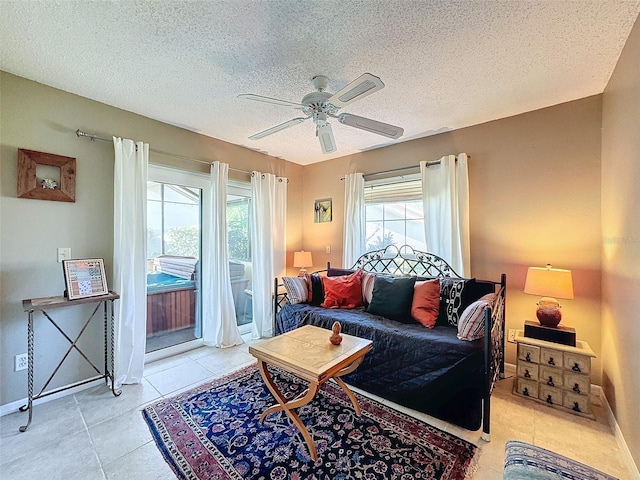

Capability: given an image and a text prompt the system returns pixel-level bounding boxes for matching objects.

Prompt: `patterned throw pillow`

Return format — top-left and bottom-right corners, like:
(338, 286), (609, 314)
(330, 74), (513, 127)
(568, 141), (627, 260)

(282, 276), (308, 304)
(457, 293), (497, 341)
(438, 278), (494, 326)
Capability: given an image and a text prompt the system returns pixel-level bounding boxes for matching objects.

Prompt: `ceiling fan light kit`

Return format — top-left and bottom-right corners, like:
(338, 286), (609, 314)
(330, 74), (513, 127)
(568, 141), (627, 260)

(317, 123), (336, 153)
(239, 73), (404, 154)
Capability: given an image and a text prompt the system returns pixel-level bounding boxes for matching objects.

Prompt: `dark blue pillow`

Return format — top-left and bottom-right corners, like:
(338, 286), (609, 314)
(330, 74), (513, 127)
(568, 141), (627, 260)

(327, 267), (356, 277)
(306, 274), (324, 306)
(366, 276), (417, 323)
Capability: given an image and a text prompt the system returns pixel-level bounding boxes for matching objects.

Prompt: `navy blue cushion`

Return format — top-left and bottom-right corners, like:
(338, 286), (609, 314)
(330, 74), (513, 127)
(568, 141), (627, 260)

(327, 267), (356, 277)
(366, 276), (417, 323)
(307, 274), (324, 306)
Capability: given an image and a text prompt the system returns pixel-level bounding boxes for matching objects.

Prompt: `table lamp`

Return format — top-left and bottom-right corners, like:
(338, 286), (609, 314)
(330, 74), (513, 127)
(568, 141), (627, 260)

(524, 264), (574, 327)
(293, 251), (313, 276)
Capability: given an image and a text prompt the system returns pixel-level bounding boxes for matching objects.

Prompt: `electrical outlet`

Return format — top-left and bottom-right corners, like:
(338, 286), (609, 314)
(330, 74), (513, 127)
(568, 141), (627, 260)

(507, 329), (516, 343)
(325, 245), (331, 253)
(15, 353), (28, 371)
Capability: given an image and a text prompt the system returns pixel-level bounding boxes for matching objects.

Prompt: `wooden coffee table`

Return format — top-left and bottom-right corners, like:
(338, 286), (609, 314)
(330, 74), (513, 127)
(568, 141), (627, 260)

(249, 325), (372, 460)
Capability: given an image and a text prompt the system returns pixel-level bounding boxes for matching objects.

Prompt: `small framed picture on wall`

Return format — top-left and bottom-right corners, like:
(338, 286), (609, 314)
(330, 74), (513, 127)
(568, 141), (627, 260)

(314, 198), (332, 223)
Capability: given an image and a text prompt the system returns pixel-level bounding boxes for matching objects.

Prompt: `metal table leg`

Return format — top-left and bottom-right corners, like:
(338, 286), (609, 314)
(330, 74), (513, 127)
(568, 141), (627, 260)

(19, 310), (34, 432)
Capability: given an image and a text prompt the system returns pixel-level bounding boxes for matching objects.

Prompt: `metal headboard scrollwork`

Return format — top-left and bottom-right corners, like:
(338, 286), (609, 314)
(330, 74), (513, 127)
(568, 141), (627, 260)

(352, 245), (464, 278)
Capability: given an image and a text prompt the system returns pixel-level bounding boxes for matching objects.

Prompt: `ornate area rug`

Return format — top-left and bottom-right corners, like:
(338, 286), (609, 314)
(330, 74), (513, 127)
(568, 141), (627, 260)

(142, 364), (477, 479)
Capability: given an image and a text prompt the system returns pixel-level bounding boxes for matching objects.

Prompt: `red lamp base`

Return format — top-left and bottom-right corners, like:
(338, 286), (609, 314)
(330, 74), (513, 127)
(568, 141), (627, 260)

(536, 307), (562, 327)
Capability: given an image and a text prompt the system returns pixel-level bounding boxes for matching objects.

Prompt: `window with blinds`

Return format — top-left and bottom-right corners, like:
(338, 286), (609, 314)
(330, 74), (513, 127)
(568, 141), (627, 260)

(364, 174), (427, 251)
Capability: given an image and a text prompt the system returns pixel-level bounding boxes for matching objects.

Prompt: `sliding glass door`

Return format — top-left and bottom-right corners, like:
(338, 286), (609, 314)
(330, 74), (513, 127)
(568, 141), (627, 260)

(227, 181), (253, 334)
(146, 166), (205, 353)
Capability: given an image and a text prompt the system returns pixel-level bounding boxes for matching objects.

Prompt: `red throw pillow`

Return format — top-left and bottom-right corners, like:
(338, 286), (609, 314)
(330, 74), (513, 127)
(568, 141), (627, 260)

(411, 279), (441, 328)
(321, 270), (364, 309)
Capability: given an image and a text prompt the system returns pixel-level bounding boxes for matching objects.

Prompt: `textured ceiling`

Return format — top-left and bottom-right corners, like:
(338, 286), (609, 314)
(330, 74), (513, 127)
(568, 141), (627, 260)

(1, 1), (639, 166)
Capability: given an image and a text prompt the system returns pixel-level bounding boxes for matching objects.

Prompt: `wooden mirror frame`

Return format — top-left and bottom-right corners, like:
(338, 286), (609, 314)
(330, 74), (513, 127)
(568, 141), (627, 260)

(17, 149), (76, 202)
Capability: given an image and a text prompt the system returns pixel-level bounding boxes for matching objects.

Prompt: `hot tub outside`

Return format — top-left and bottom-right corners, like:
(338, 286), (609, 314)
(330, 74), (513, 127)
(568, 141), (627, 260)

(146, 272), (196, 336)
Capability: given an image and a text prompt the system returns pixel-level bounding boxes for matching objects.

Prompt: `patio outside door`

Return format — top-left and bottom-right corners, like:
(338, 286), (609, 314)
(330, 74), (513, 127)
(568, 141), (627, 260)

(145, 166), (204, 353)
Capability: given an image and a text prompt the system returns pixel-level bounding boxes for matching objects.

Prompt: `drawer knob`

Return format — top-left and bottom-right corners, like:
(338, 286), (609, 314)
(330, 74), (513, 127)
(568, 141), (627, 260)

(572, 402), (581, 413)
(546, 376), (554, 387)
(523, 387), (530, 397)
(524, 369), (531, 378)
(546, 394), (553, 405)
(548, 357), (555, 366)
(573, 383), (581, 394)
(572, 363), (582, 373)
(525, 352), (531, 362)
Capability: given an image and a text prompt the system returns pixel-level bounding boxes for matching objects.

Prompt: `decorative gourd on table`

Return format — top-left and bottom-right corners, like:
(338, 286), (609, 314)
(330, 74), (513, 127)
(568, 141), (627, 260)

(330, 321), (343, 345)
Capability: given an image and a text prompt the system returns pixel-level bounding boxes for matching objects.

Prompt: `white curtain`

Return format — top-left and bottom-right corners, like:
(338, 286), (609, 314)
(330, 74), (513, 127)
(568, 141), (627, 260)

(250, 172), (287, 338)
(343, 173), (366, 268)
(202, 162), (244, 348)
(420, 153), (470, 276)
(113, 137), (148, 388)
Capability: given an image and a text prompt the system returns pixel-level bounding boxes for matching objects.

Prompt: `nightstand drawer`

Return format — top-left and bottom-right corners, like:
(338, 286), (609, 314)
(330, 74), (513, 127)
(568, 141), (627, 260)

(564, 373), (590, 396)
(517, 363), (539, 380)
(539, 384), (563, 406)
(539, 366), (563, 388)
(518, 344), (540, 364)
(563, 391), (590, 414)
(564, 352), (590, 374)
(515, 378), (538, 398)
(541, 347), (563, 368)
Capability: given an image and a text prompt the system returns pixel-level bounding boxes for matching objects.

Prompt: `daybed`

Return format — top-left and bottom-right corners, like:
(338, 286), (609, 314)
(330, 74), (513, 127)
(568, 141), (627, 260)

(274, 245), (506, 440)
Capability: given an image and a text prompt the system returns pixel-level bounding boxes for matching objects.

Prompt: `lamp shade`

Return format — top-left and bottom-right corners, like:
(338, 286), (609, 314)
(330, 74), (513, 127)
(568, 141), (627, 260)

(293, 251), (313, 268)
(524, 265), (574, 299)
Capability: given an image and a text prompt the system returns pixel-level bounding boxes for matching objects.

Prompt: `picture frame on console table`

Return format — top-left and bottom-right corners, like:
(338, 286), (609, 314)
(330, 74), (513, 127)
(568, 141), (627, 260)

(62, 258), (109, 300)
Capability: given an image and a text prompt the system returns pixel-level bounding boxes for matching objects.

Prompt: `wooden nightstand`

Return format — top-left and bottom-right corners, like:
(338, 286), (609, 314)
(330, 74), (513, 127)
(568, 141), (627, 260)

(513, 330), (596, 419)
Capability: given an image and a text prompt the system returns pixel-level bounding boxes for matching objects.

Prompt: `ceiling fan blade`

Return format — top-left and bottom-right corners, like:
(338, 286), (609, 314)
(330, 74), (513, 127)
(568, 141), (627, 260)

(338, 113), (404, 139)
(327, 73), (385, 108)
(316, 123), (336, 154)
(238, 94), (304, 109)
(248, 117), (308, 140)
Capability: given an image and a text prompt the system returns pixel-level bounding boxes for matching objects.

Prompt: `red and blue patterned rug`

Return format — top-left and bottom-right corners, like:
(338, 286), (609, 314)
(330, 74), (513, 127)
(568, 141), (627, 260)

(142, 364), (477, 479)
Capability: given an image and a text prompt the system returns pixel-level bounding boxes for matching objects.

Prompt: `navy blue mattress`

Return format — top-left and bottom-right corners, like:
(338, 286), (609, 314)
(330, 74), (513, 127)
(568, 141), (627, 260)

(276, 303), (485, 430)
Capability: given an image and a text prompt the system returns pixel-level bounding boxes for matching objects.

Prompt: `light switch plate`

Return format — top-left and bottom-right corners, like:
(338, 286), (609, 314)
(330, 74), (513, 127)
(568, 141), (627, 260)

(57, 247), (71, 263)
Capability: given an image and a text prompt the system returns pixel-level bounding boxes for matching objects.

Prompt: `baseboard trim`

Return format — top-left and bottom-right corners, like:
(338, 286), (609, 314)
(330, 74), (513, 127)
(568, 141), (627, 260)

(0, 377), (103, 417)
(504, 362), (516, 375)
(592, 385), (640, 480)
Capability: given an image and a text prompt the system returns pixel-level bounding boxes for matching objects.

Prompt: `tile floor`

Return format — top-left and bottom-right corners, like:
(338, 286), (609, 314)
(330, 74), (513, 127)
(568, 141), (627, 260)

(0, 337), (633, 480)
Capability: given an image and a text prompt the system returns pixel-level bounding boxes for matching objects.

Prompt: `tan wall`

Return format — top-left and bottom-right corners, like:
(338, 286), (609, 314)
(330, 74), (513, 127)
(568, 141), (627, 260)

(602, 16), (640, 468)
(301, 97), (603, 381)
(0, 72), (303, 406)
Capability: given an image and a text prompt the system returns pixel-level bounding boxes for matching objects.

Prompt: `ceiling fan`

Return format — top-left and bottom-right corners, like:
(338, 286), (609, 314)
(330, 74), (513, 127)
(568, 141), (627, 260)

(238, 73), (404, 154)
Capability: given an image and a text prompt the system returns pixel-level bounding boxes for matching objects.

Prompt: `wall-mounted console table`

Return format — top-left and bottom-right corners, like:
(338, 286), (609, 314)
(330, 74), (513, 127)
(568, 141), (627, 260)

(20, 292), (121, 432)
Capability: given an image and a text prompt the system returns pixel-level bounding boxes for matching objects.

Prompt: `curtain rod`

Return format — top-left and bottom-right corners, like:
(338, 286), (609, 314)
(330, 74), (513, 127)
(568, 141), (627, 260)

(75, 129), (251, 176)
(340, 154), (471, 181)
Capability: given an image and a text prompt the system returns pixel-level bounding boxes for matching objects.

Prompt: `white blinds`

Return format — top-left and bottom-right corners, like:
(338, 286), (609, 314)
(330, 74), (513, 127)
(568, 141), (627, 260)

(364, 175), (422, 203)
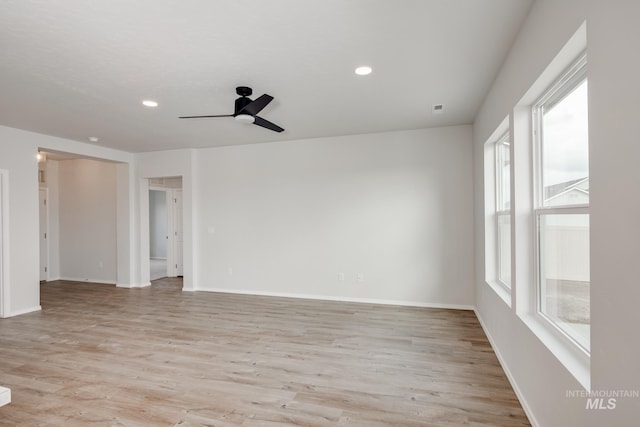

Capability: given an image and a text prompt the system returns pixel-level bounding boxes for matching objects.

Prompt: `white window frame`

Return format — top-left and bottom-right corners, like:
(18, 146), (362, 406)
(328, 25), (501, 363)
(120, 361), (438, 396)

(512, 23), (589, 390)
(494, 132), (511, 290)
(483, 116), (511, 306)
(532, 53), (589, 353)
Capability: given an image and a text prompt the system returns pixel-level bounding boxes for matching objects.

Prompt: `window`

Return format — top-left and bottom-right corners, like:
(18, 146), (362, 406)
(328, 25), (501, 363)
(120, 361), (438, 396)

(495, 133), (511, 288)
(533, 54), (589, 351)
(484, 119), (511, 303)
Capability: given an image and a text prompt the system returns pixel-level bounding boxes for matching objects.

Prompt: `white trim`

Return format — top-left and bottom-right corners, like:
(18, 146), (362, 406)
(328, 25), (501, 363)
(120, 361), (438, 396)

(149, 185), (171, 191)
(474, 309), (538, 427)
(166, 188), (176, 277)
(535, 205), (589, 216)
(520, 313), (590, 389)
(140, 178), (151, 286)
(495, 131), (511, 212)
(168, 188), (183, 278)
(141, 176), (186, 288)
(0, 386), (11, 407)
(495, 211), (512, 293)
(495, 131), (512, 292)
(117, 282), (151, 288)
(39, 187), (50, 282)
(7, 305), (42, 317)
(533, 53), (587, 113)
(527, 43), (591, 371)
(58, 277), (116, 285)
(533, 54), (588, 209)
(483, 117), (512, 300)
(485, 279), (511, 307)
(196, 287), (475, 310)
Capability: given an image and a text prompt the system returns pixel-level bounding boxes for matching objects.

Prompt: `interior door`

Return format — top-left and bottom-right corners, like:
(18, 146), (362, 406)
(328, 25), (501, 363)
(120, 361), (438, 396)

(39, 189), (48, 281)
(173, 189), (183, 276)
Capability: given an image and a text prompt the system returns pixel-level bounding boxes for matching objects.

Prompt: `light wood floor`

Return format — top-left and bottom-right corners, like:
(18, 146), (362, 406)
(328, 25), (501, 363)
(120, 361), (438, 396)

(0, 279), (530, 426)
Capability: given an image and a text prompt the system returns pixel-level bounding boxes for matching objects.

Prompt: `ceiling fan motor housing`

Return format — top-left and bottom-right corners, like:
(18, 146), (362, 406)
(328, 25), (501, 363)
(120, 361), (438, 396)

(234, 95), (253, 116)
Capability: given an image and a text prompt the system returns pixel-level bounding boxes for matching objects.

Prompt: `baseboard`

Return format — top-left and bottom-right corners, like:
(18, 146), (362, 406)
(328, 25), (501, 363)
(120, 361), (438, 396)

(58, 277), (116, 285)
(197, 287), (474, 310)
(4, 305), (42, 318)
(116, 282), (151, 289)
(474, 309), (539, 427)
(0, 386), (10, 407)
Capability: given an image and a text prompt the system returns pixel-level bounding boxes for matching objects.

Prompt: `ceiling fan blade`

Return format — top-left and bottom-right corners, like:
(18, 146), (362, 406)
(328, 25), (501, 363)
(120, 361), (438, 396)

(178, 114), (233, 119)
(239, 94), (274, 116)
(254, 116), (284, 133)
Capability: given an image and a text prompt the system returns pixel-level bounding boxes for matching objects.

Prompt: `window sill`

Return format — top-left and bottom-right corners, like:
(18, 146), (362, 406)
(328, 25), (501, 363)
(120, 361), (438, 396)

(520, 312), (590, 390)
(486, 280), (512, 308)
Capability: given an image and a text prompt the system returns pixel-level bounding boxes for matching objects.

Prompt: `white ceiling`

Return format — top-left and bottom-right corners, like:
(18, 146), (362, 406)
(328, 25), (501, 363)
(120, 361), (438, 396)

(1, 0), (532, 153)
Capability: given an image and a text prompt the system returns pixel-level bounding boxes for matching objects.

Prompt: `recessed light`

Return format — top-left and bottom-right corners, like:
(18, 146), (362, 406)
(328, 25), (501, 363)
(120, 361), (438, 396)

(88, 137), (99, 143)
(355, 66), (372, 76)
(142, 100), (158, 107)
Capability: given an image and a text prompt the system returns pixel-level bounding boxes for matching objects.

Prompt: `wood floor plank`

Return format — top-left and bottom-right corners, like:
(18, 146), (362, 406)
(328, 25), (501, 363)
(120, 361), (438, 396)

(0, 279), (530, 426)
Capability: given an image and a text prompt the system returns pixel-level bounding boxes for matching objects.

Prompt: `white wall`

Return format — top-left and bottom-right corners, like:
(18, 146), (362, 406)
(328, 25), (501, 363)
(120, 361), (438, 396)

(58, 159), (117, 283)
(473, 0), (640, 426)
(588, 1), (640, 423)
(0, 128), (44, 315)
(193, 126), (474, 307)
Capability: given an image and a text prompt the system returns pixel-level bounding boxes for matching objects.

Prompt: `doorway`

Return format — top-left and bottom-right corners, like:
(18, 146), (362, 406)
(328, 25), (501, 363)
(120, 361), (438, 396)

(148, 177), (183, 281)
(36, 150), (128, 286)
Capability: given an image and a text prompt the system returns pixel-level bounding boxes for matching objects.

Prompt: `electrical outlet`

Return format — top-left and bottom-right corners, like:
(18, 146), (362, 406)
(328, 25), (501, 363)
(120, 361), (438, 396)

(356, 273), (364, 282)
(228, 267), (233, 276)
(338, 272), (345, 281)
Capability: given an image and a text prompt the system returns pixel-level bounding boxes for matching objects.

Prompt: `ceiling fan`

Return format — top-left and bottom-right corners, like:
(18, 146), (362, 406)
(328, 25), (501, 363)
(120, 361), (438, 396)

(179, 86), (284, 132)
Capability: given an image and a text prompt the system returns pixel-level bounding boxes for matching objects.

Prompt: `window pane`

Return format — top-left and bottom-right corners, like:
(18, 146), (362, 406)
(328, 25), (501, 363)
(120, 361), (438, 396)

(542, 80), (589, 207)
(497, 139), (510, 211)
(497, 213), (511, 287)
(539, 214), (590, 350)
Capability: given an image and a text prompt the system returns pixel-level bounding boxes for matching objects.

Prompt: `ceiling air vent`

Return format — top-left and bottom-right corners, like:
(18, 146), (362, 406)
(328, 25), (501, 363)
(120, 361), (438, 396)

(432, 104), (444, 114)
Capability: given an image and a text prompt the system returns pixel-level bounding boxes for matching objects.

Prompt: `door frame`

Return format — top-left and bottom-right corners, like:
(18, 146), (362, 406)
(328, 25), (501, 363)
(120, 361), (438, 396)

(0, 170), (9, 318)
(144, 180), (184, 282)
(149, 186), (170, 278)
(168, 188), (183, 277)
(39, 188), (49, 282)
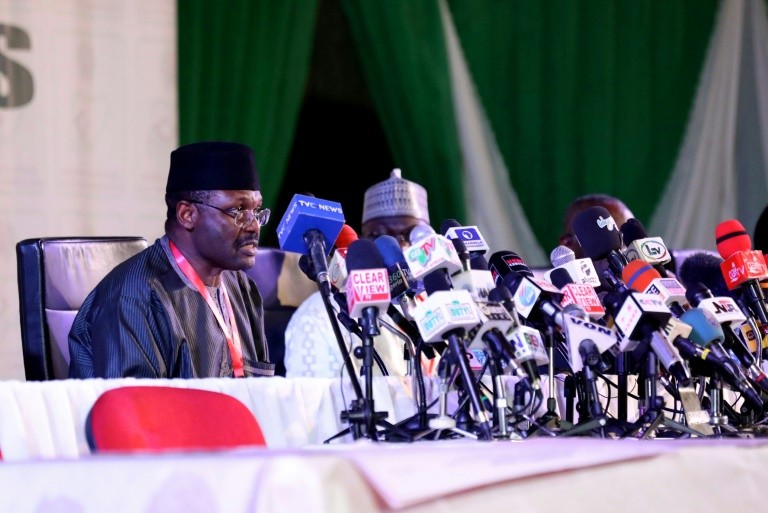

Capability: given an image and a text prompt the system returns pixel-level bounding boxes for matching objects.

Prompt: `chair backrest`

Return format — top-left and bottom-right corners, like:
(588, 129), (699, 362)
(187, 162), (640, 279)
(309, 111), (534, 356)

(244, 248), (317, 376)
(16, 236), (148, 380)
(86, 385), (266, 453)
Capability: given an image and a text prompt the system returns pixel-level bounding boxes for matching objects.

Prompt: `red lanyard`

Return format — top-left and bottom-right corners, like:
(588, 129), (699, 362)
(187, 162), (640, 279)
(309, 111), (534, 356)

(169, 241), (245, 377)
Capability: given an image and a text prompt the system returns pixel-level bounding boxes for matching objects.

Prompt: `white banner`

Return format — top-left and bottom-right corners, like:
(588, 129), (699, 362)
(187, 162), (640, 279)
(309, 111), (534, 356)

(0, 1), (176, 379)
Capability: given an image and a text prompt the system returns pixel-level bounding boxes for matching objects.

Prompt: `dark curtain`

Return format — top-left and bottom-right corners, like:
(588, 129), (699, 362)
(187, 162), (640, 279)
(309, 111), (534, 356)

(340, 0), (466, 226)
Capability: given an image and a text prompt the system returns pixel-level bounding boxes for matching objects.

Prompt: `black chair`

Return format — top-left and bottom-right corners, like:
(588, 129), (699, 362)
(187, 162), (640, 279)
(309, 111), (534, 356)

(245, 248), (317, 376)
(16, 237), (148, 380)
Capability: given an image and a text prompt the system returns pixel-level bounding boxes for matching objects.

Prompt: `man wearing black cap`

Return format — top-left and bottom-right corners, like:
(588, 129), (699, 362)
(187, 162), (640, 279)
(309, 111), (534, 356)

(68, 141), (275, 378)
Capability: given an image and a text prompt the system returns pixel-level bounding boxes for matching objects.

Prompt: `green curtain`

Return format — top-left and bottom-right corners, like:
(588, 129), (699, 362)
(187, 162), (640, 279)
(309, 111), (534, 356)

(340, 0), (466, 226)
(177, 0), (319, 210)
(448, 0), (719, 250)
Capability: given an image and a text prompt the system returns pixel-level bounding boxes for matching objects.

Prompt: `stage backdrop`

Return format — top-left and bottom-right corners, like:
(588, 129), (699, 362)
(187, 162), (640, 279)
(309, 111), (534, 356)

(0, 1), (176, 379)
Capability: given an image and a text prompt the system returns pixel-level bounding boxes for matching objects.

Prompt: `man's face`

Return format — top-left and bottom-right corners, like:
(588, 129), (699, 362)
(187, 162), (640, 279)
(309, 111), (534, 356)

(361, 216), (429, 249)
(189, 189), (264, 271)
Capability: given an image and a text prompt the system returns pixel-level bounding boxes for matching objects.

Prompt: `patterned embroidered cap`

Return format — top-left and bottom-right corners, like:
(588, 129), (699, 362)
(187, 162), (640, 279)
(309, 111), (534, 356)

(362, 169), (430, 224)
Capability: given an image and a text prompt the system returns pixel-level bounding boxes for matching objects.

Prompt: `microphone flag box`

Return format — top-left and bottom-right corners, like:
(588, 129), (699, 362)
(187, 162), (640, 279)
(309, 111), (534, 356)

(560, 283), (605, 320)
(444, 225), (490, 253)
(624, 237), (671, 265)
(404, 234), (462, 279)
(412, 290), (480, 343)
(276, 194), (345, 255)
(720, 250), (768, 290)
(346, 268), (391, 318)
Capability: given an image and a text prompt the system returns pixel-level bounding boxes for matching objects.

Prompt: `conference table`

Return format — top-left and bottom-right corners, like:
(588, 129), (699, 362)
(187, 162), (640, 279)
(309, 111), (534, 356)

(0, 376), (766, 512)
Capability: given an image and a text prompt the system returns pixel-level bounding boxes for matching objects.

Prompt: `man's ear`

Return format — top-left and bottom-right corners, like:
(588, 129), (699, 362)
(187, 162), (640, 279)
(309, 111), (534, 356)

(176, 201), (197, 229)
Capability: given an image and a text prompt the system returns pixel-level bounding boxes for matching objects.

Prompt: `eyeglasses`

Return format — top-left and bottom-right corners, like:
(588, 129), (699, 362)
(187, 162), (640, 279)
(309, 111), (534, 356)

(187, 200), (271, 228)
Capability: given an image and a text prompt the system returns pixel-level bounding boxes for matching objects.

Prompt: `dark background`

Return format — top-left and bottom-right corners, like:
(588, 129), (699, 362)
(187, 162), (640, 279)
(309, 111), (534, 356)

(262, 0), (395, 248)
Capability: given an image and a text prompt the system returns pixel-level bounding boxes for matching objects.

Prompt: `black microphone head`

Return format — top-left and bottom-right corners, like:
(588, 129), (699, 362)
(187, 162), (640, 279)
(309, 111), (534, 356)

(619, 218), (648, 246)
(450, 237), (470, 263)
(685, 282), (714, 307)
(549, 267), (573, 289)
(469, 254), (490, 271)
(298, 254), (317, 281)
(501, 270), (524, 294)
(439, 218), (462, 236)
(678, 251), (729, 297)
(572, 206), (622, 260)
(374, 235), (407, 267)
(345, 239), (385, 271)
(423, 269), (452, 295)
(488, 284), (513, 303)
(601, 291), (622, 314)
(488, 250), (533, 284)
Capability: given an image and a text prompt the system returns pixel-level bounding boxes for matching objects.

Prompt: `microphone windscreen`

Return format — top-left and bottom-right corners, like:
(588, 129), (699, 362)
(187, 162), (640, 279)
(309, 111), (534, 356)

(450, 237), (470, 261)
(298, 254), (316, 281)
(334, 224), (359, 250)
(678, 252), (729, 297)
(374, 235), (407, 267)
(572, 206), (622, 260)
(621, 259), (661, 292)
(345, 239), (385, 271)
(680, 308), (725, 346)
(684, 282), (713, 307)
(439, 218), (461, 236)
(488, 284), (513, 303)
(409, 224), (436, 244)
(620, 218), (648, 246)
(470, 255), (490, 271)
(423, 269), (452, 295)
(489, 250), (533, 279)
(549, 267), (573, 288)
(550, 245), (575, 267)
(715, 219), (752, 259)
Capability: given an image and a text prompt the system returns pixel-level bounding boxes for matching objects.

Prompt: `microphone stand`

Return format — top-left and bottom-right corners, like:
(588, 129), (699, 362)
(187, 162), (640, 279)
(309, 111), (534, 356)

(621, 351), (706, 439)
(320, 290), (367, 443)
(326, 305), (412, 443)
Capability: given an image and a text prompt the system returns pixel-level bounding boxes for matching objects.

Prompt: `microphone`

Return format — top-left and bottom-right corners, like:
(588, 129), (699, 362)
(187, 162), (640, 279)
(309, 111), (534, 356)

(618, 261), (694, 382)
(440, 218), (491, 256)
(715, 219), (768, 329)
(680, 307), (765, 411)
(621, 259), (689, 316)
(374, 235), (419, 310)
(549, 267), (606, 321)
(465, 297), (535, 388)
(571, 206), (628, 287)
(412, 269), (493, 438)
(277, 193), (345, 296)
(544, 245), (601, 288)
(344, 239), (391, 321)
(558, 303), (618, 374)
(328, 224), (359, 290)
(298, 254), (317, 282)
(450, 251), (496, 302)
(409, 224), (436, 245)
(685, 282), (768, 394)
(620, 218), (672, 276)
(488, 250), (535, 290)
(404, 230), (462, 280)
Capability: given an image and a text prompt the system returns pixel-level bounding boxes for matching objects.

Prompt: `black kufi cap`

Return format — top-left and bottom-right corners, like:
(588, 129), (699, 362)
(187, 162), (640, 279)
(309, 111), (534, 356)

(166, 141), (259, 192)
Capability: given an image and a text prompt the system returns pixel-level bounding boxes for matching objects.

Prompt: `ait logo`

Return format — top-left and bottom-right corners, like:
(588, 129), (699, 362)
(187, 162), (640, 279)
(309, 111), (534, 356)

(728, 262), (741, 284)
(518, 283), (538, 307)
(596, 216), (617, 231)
..............................
* _EXERCISE INSTRUCTIONS_: Report each line in the preceding entries that holds the string "table".

* _THE ANSWER_:
Prompt: `table lamp`
Prompt: `wooden coffee table`
Prompt: `metal table leg`
Prompt: `decorative gourd on table`
Prompt: `picture frame on console table`
Prompt: `wall-mounted console table`
Prompt: `conference table`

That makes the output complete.